Source excerpt >>
## begin

After attending a day full of meetings, I went to the biggest meeting of the day, the Occupy Wall Street demonstration in Foley Square put on by various labor unions in support of the movement, and as a "family friendly" event for those who didn't want to go mano a mano with New York's Finest. Some people did take on the cops anyway. There were about 2 dozen arrests at this event, most near the Brooklyn Bridge where people tried to jump police barricades.
I met 2 friends there, Weiben Wang, an old hand at events like this going back to Anti-Apartheid demonstrations in the 80s, and another artist, James Middleton. I was very naughty and skipped my third meeting for the day to attend this to its finish. James left the rally early and went in my place, bless him.
Both Weiben and I brought cameras. Most of these are mine. Some are his.
Weiben's picture of me as the march across the Brooklyn Bridge gets started.
Here is dangerous incendiary Weiben Wang in a picture I took with his camera. Actually, maybe James took this picture.
Here is my picture of Weiben taken with my camera.
Here is Weiben's picture of me taking his picture. James is on the right.
Foley Square about a half hour before the rally started. People were already gathering. There was a huge police presence in the square and in the surrounding streets. The cops seemed determined to keep the whole thing penned in the middle of the square. In minutes, the crowd filled the square from wall to wall, and the barricades came down.
The rally begins.
I didn't get to move much during the rally. People were packed in tightly.

## end

The tasks >>
**A)** In the account of the Occupy Wall Street rally in Foley Square, where did most of the arrests take place?
**B)** Pick up the account of the Occupy Wall Street rally in Foley Square after its last sentence and carry it forward in the same first-person voice.

Supplied information >>
## begin

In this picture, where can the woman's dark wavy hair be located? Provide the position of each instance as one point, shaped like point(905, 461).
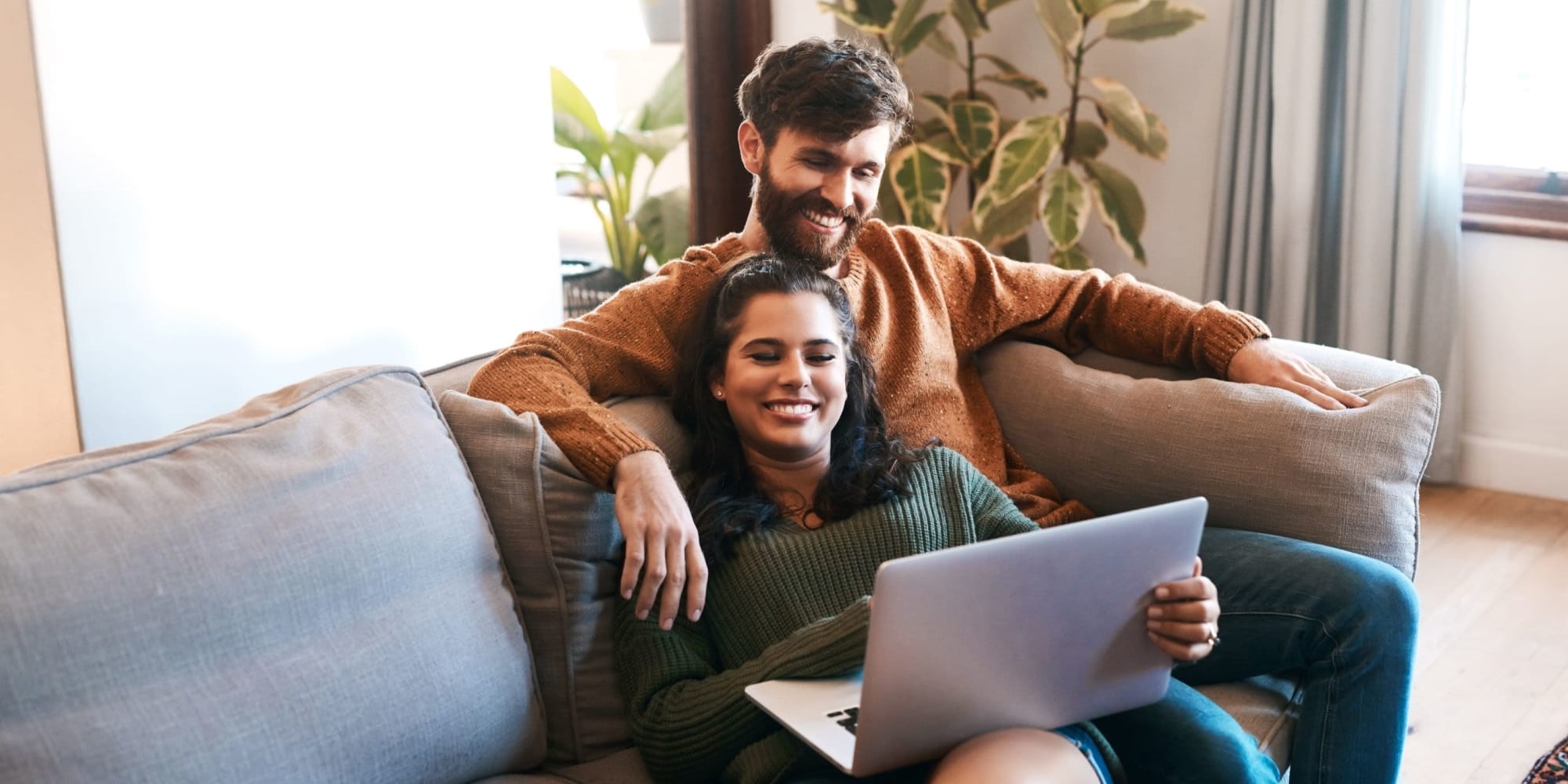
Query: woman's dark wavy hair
point(866, 463)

## end

Solved problems >>
**A)** Most of the arrests happened near the Brooklyn Bridge, where people tried to jump police barricades.

**B)**
Fond memories of MLK and JFK who were there in spirit.
A passage from the Magnificat in Foley Square
The USA seems to be one of the few countries where it is relatively safe to bring small children to political rallies. I saw a lot at this one, and in all the anti-war rallies when the Iraq War started.
Lots of people gathered on the African American Memorial.
Signs from my union, PSC-CUNY (Professional Staff Congress, City University of New York); The SEIU, Unite!, the UAW, and other unions were heavily represented.
The march to the Brooklyn Bridge begins, and it takes forever to get these thousands of people through the bottle-neck on Centre Street in front of the Municipal Building.
Lots of Guy Fawkes masks, thank you Anonymous.
Occupy that ledge on the City Records Building!
The Woolworth Building at night with protesters.
A big reason for the bottleneck, police were determined to keep traffic moving on this street, a main artery for traffic off the Brooklyn Bridge.
Some of the unions like Unite sent parade marshals to put themselves between the marchers and the cops to prevent trouble, a tactic that seemed to work.
Finally, we're starting across the Brooklyn Bridge. My camera's battery died soon after this shot, so the rest of the pictures will be Weiben's.
The marchers crossed over the boardwalk above the traffic lanes. A lot of cars honked in solidarity with drivers waving us and giving us V signs. One woman in an apartment building on the Brooklyn side flashed her room lights and waved at us.
Someone somewhere had a Powerpoint projector and did an impromptu projection on the side of the Verizon Building where everyone could see it from the bridge. You can see it on the lower right of the building. Weiben's picture.
Here's part of that giant Powerpoint show on the Verizon building. Weiben's picture.
Weiben's picture of the crowds coming out on the other end of the Bridge. The mood of the marchers was festive, jubilant, and triumphant with vivid memories of an earlier attempt by Occupy demonstrators to cross this same bridge.
Here's a lot more of Weiben's pictures from last night.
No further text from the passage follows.